Work required: Set out every line of the items below as a numbered list, omitting any blank lines.

Information supplied:
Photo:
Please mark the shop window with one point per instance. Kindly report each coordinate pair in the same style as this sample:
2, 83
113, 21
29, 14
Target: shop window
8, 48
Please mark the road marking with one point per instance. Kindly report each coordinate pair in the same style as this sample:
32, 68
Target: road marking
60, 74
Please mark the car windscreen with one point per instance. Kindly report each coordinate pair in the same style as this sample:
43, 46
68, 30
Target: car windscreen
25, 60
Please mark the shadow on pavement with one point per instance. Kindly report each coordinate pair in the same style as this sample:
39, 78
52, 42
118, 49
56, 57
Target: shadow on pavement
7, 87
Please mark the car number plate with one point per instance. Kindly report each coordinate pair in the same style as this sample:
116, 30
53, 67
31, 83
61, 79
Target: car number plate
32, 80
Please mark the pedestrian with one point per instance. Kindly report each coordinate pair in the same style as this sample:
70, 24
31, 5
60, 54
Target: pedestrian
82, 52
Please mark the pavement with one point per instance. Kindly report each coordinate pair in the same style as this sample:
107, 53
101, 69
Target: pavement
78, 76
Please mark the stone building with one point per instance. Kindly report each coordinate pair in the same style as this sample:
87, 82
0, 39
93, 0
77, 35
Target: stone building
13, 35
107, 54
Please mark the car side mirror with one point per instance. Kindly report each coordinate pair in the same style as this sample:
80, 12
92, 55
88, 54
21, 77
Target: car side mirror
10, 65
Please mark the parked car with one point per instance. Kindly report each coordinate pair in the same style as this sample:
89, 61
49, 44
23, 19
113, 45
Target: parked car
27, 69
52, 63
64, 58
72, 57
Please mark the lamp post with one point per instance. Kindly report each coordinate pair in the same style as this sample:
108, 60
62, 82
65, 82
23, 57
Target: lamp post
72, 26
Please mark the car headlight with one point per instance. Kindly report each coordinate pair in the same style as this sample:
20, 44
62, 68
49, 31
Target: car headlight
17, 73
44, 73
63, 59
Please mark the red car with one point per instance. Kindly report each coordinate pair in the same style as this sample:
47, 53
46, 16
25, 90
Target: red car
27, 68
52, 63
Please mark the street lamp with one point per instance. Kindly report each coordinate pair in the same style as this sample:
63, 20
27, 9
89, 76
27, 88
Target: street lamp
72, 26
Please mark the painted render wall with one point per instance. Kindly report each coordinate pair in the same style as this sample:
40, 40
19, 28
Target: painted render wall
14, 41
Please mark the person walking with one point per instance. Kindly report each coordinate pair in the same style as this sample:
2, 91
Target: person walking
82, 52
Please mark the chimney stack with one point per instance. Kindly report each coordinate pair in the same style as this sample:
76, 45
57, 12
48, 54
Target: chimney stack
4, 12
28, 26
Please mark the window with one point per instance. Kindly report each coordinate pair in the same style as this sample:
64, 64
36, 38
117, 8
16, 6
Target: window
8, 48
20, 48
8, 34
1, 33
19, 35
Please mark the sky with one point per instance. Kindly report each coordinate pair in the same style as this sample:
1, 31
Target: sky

Solution to this task:
1. Photo:
2. Please mark the shop window with one point per instance. Kindly report each coordinate pair in the same style as this sample:
3. 2, 83
4. 113, 21
5. 29, 14
6. Target: shop window
7. 8, 48
8. Please mark the road marking with one point per instance. Kindly report each coordinate pair in the same style as this sample:
9. 32, 68
10. Target: road marking
11. 60, 74
12. Please mark the car windscreen with one point per instance. Kindly report each coordinate pair in the same style as this sample:
13. 43, 46
14. 68, 30
15. Target: car windscreen
16. 25, 60
17. Please mark the shadow on pavement with one point per instance. Kindly report each coordinate pair in the same style as this sample:
18. 39, 78
19. 52, 42
20. 118, 49
21. 56, 57
22. Target: shadow on pavement
23. 7, 87
24. Please mark the car number plate with one point per instance. Kindly report each coordinate pair in the same style as this sample:
25. 116, 30
26. 53, 67
27. 31, 83
28. 61, 79
29. Target: car number plate
30. 32, 80
31. Please mark the pedestrian with one point per instance. Kindly report each coordinate pair in the same style as this sample:
32. 70, 24
33. 31, 5
34. 60, 54
35. Target: pedestrian
36. 82, 52
37. Please mark the pavement with one point per instance. Kindly report each coordinate pair in the same style as this sample:
38. 107, 53
39. 101, 69
40. Target: pavement
41. 78, 76
42. Please mark the stone building with one point per instance. Kindly report each coordinate pair in the same style as this sample:
43. 87, 82
44. 0, 39
45. 93, 0
46. 77, 35
47. Target: stone building
48. 13, 35
49. 107, 54
50. Please mark the car side mirror with one point per instance. Kindly report each coordinate pair in the same style as this sample:
51. 80, 12
52. 92, 55
53. 88, 54
54. 21, 77
55. Target: car side mirror
56. 10, 65
57. Please mark the parked car with one point per instance. Kindly report each coordinate pair in the same style as this sample:
58. 89, 61
59. 49, 44
60. 23, 19
61. 113, 45
62. Target: parked car
63. 27, 69
64. 52, 63
65. 64, 58
66. 72, 57
67. Please mark the lamp post with one point per instance. Kindly report each coordinate pair in the same style as this sample:
68. 108, 60
69. 62, 82
70. 65, 82
71. 23, 57
72. Target: lamp post
73. 72, 26
74. Please mark the car headlight with one point per instance. Kindly report each coordinate pair in the same style as this sample:
75. 20, 44
76. 62, 68
77. 49, 31
78. Target: car headlight
79. 17, 73
80. 44, 73
81. 63, 59
82. Please mark the red car with one point per instance. Kindly report each coordinate pair in the same style as this sample:
83. 47, 53
84. 46, 16
85. 25, 90
86. Target: red car
87. 27, 68
88. 52, 63
89. Please mark the street lamp with one point per instance. Kindly report each coordinate pair in the same style as this sample:
90. 63, 20
91. 27, 9
92. 89, 76
93. 27, 88
94. Target: street lamp
95. 72, 26
96. Please mark the painted render wall with one point per instance. Kindly report each coordinate pair in the same style as this sample:
97. 40, 40
98. 19, 28
99. Target: painted render wall
100. 14, 41
101. Please mark the person walking with one point per instance. Kindly report each coordinate pair in the same style as this sample:
102. 2, 91
103. Target: person walking
104. 82, 52
105. Please mark the chimney stack with one point per instance. Kindly report each coordinate pair in the same style as this sample:
106. 76, 45
107. 57, 12
108. 48, 54
109. Target: chimney stack
110. 4, 12
111. 28, 26
112. Please mark the window with one point per instance. Kindly report each coordinate pair in the same style as this sample:
113. 64, 64
114. 36, 38
115. 117, 8
116. 16, 6
117. Target: window
118. 8, 48
119. 20, 48
120. 8, 34
121. 1, 33
122. 19, 35
123. Please mark the sky with one point per instance. Kindly report each coordinate pair in the same style as this sample:
124. 1, 31
125. Target: sky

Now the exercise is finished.